___ Given entries
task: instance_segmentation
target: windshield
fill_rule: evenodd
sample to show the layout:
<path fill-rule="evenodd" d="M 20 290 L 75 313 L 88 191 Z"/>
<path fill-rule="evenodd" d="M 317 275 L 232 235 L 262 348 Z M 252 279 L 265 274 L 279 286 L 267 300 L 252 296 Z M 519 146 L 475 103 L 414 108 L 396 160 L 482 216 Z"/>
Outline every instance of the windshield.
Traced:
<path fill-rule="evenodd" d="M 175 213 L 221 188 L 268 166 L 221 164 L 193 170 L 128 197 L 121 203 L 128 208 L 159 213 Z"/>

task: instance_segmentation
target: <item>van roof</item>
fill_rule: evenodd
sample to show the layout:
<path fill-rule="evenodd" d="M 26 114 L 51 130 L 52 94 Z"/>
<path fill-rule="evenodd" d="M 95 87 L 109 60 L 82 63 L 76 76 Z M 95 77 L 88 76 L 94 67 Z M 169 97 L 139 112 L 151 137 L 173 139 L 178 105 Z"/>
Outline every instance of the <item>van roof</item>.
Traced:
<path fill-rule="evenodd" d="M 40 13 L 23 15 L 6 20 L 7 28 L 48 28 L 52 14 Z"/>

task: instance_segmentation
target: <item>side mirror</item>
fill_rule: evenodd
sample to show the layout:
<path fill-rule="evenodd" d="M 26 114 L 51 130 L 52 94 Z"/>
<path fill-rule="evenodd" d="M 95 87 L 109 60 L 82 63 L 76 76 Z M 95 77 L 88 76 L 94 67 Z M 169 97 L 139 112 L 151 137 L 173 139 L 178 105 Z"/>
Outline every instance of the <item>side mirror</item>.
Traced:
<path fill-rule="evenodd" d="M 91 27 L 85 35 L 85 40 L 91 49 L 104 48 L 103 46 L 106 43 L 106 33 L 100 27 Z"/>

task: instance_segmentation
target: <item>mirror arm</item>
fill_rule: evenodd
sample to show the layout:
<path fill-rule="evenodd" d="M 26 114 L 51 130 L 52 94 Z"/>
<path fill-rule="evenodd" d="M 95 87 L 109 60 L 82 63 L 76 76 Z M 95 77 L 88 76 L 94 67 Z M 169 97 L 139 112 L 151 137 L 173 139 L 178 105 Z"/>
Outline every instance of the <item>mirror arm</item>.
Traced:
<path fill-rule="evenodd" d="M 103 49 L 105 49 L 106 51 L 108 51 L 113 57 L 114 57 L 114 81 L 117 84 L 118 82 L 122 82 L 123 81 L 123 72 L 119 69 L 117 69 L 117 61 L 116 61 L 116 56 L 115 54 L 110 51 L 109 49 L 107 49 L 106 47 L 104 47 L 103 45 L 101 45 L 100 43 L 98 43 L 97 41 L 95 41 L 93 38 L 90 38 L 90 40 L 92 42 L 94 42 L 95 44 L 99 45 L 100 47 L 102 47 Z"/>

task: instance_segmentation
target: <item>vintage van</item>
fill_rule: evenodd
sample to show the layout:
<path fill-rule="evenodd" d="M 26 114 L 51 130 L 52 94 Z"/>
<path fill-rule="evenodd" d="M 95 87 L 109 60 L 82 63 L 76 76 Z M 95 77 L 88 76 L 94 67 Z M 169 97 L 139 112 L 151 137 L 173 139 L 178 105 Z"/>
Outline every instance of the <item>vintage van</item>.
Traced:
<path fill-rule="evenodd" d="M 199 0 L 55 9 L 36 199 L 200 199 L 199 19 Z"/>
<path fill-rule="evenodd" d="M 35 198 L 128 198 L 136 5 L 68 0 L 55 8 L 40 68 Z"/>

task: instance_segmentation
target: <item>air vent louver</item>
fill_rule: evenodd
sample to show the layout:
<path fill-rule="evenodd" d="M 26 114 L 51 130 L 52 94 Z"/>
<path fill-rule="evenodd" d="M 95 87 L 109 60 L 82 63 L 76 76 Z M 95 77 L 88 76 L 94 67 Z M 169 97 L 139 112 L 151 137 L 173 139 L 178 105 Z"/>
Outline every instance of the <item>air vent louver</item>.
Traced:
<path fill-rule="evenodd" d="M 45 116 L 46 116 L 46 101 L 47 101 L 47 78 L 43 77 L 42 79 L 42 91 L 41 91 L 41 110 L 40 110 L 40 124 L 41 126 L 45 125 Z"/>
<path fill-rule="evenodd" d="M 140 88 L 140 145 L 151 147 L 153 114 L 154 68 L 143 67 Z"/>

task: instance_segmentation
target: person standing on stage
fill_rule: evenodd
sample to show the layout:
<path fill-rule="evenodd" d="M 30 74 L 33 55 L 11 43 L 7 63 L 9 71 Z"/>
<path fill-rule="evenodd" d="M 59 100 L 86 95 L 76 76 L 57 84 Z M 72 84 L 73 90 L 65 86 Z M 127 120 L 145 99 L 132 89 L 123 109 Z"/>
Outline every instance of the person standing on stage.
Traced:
______
Given exercise: Please retype all of the records above, character for character.

The response:
task: instance_segmentation
target: windshield
fill_rule: evenodd
sample to show the layout:
<path fill-rule="evenodd" d="M 20 290 L 75 313 L 88 191 Z"/>
<path fill-rule="evenodd" d="M 317 275 L 232 235 L 262 348 Z M 252 279 L 265 274 L 279 286 L 267 300 L 252 296 Z M 519 146 L 475 103 L 414 108 L 396 160 L 482 216 Z"/>
Outline every instance of the windshield.
Traced:
<path fill-rule="evenodd" d="M 175 213 L 221 188 L 268 166 L 221 164 L 193 170 L 128 197 L 121 203 L 128 208 L 159 213 Z"/>

task: instance_segmentation
target: <item>van roof</item>
fill_rule: evenodd
sample to show the layout:
<path fill-rule="evenodd" d="M 26 114 L 51 130 L 52 94 Z"/>
<path fill-rule="evenodd" d="M 95 87 L 109 60 L 82 63 L 76 76 Z M 95 77 L 88 76 L 94 67 Z M 169 97 L 139 112 L 151 137 L 173 139 L 178 105 Z"/>
Outline every instance of the <item>van roof</item>.
Traced:
<path fill-rule="evenodd" d="M 40 13 L 23 15 L 6 20 L 7 28 L 48 28 L 52 14 Z"/>

task: instance_segmentation
target: <item>side mirror</item>
fill_rule: evenodd
sample to show the layout:
<path fill-rule="evenodd" d="M 26 114 L 51 130 L 52 94 Z"/>
<path fill-rule="evenodd" d="M 95 87 L 109 60 L 82 63 L 76 76 Z M 95 77 L 88 76 L 94 67 Z M 169 97 L 139 112 L 151 137 L 173 139 L 178 105 Z"/>
Outline every instance of the <item>side mirror</item>.
Traced:
<path fill-rule="evenodd" d="M 91 27 L 85 35 L 85 40 L 91 49 L 104 48 L 103 46 L 106 43 L 106 33 L 100 27 Z"/>

task: instance_segmentation
target: <item>mirror arm</item>
fill_rule: evenodd
sample to show the layout:
<path fill-rule="evenodd" d="M 26 114 L 51 130 L 52 94 Z"/>
<path fill-rule="evenodd" d="M 95 87 L 109 60 L 82 63 L 76 76 Z M 95 77 L 88 76 L 94 67 Z M 169 97 L 139 112 L 151 137 L 173 139 L 178 105 Z"/>
Outline every instance of the <item>mirror arm</item>.
Traced:
<path fill-rule="evenodd" d="M 103 49 L 105 49 L 106 51 L 108 51 L 113 57 L 114 57 L 114 81 L 117 84 L 118 82 L 122 82 L 123 81 L 123 72 L 119 69 L 117 69 L 117 61 L 116 61 L 116 56 L 115 54 L 110 51 L 109 49 L 107 49 L 106 47 L 104 47 L 103 45 L 101 45 L 100 43 L 98 43 L 97 41 L 95 41 L 93 38 L 90 38 L 90 40 L 92 42 L 94 42 L 95 44 L 99 45 L 100 47 L 102 47 Z"/>

task: instance_segmentation
target: <item>vintage van</item>
fill_rule: evenodd
sample to show the layout:
<path fill-rule="evenodd" d="M 26 114 L 51 130 L 52 94 Z"/>
<path fill-rule="evenodd" d="M 95 87 L 109 60 L 82 63 L 76 76 Z M 95 77 L 88 76 L 94 67 Z M 169 97 L 139 112 L 151 137 L 173 139 L 178 105 Z"/>
Outline every instance of the <item>vintage van</item>.
Traced:
<path fill-rule="evenodd" d="M 199 0 L 55 9 L 36 199 L 200 199 L 199 19 Z"/>
<path fill-rule="evenodd" d="M 35 198 L 128 198 L 136 5 L 68 0 L 55 8 L 40 68 Z"/>

task: instance_segmentation
target: <item>air vent louver</item>
fill_rule: evenodd
sample to show the layout:
<path fill-rule="evenodd" d="M 26 114 L 51 130 L 52 94 Z"/>
<path fill-rule="evenodd" d="M 95 87 L 109 60 L 82 63 L 76 76 Z M 95 77 L 88 76 L 94 67 Z M 169 97 L 139 112 L 151 137 L 173 139 L 178 105 Z"/>
Outline every instance of the <item>air vent louver</item>.
Traced:
<path fill-rule="evenodd" d="M 45 116 L 46 116 L 46 101 L 47 101 L 47 78 L 43 77 L 42 79 L 42 91 L 41 91 L 41 110 L 40 110 L 40 124 L 41 126 L 45 125 Z"/>
<path fill-rule="evenodd" d="M 140 88 L 140 145 L 151 147 L 153 114 L 154 68 L 143 67 Z"/>

task: instance_segmentation
target: person standing on stage
fill_rule: evenodd
sample to show the layout:
<path fill-rule="evenodd" d="M 30 74 L 33 55 L 11 43 L 7 63 L 9 71 Z"/>
<path fill-rule="evenodd" d="M 59 100 L 86 95 L 76 76 L 57 84 Z M 72 84 L 73 90 L 65 86 Z M 127 120 L 145 99 L 132 89 L 123 109 Z"/>
Outline every instance of the person standing on stage.
Traced:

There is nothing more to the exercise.